* [Brano fornito]
□ □ □ □ □ □ □
Oggi in primo piano - Racconti dal “braccio della morte”

Danno collaterale

 Danno collaterale  QUO-015
20 gennaio 2022

Durante il quarto di secolo trascorso a stretto contatto con la pena di morte americana, ho potuto osservare i danni che le uccisioni non necessarie, volute dal governo, provocano sistematicamente a terze parti innocenti. Solo da poco tempo, però, studiosi ed esperti di giustizia criminale hanno iniziato ad esaminare su vasta scala il fenomeno.

Nel suo articolo, pubblicato il 6 giugno 2021 dal quotidiano statale del South Carolina, Ron McAndrew, ex direttore del carcere dove si svolgono le esecuzioni in Florida, supplica i politici e i funzionari governativi del South Carolina di annullare il progetto di ripristino delle esecuzioni nel loro stato. Il motivo? Per il danno che le esecuzioni causano alle guardie e al personale che è presente e porta a termine le uccisioni statali.1

McAndrew parla per esperienza diretta quando descrive i suoi incubi e la sindrome da stress post-traumatico che gli derivano dall’aver gestito le esecuzioni in Florida durante il suo mandato.
□ □ □ □ □ □ □
* [Voci elencate]
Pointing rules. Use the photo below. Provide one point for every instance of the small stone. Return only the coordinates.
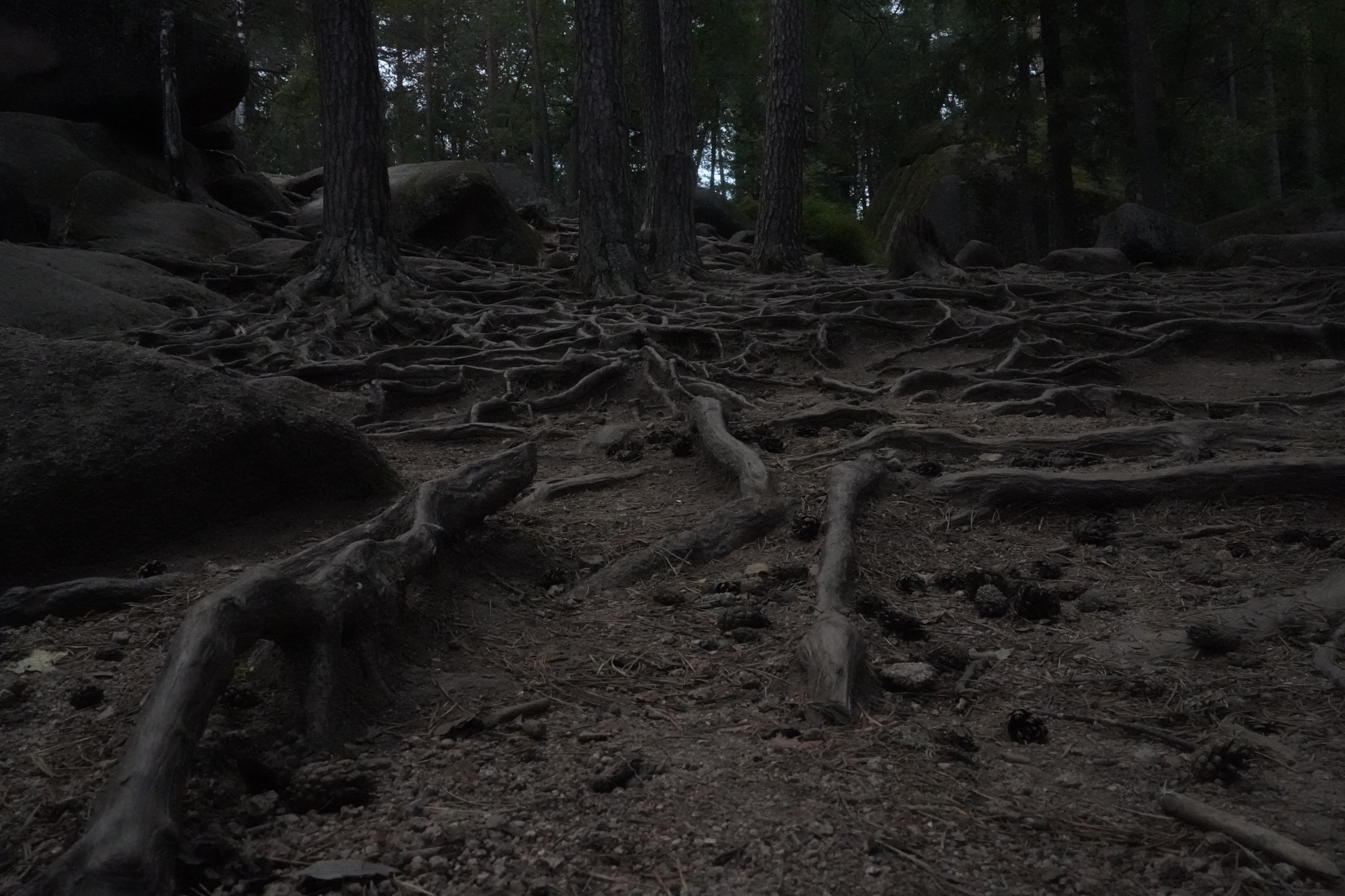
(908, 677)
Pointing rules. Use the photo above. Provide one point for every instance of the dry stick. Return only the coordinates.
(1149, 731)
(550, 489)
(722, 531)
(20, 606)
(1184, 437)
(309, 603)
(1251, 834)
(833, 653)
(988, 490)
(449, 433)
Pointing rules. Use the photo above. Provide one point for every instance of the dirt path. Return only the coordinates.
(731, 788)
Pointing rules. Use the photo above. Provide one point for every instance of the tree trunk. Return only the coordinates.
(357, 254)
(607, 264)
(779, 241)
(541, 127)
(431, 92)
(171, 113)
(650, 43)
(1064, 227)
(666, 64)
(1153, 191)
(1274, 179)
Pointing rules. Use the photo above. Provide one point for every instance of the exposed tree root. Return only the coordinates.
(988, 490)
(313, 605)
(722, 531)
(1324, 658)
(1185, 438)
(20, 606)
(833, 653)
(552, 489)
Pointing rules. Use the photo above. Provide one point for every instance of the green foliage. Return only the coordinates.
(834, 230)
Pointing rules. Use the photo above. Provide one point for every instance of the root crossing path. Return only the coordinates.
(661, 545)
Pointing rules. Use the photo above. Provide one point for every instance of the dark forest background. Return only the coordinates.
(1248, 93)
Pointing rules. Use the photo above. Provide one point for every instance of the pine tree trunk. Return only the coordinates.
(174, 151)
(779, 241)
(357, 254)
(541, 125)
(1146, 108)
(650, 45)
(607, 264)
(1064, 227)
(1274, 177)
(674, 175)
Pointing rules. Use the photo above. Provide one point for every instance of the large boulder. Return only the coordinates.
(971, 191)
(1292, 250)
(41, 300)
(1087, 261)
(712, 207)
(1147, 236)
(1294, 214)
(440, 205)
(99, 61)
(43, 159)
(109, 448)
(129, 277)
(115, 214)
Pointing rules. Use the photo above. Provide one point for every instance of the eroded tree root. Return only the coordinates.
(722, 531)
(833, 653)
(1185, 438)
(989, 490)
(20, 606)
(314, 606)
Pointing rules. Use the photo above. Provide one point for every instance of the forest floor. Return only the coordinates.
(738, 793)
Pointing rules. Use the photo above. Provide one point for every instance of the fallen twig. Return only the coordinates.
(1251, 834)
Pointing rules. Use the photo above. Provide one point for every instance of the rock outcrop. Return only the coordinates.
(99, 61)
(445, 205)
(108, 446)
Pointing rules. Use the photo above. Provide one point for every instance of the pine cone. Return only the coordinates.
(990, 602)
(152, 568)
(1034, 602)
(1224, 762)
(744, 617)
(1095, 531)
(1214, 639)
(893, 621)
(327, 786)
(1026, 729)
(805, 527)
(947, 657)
□ □ □ □ □ □ □
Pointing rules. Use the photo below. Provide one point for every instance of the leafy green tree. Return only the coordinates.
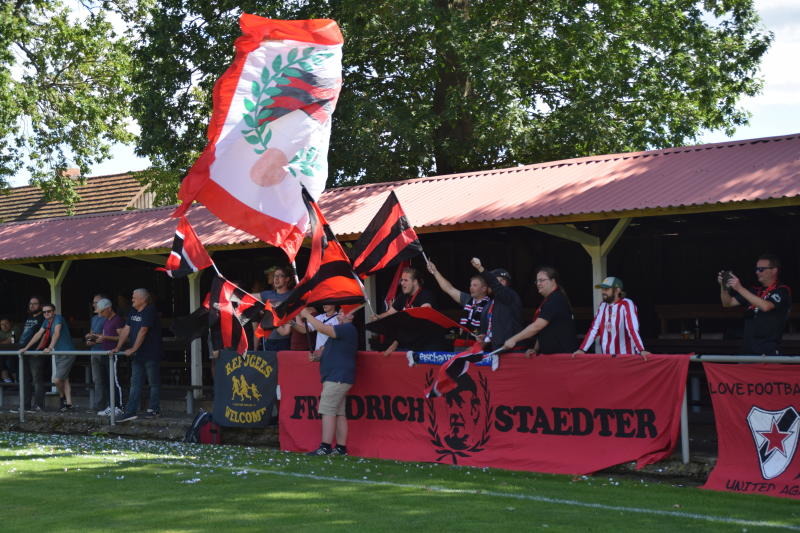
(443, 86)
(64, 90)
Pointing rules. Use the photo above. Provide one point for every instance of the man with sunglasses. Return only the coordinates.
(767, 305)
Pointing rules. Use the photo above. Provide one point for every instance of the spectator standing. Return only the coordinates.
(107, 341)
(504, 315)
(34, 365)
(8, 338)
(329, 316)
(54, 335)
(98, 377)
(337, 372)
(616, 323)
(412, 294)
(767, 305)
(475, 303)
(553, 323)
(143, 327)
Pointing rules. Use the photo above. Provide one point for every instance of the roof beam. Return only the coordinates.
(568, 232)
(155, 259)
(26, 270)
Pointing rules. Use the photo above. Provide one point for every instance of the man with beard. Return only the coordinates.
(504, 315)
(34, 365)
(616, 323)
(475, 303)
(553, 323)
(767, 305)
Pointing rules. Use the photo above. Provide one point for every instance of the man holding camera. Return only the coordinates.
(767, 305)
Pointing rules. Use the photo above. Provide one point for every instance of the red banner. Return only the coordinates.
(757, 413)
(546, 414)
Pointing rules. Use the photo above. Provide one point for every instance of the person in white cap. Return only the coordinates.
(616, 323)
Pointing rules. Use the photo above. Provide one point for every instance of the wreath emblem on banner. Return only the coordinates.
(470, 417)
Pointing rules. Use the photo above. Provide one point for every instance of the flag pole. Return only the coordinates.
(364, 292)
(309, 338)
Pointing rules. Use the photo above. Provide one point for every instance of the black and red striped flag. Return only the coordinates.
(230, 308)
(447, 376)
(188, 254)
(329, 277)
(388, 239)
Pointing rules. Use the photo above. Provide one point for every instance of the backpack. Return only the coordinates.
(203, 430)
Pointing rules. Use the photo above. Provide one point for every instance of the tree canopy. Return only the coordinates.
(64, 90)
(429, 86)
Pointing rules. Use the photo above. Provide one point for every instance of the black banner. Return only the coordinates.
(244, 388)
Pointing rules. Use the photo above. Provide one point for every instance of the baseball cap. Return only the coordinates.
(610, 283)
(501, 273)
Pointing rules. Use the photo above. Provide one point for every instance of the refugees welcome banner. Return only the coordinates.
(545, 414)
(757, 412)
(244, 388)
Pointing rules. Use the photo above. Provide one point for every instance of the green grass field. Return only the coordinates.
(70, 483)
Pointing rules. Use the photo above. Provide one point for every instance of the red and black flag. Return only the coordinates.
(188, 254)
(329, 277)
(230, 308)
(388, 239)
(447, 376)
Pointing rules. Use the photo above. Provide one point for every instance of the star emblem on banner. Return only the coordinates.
□ □ □ □ □ □ □
* [Compito da svolgere]
Trascrivi senza modifiche la parte del brano sulla pena di morte che comincia con le parole "Oggi in primo" e fermati dopo le parole "scala il fenomeno.". Le voci non hanno alcun legame con il brano.

* [Il risultato]
Oggi in primo piano - Racconti dal “braccio della morte”

Danno collaterale

 Danno collaterale  QUO-015
20 gennaio 2022

Durante il quarto di secolo trascorso a stretto contatto con la pena di morte americana, ho potuto osservare i danni che le uccisioni non necessarie, volute dal governo, provocano sistematicamente a terze parti innocenti. Solo da poco tempo, però, studiosi ed esperti di giustizia criminale hanno iniziato ad esaminare su vasta scala il fenomeno.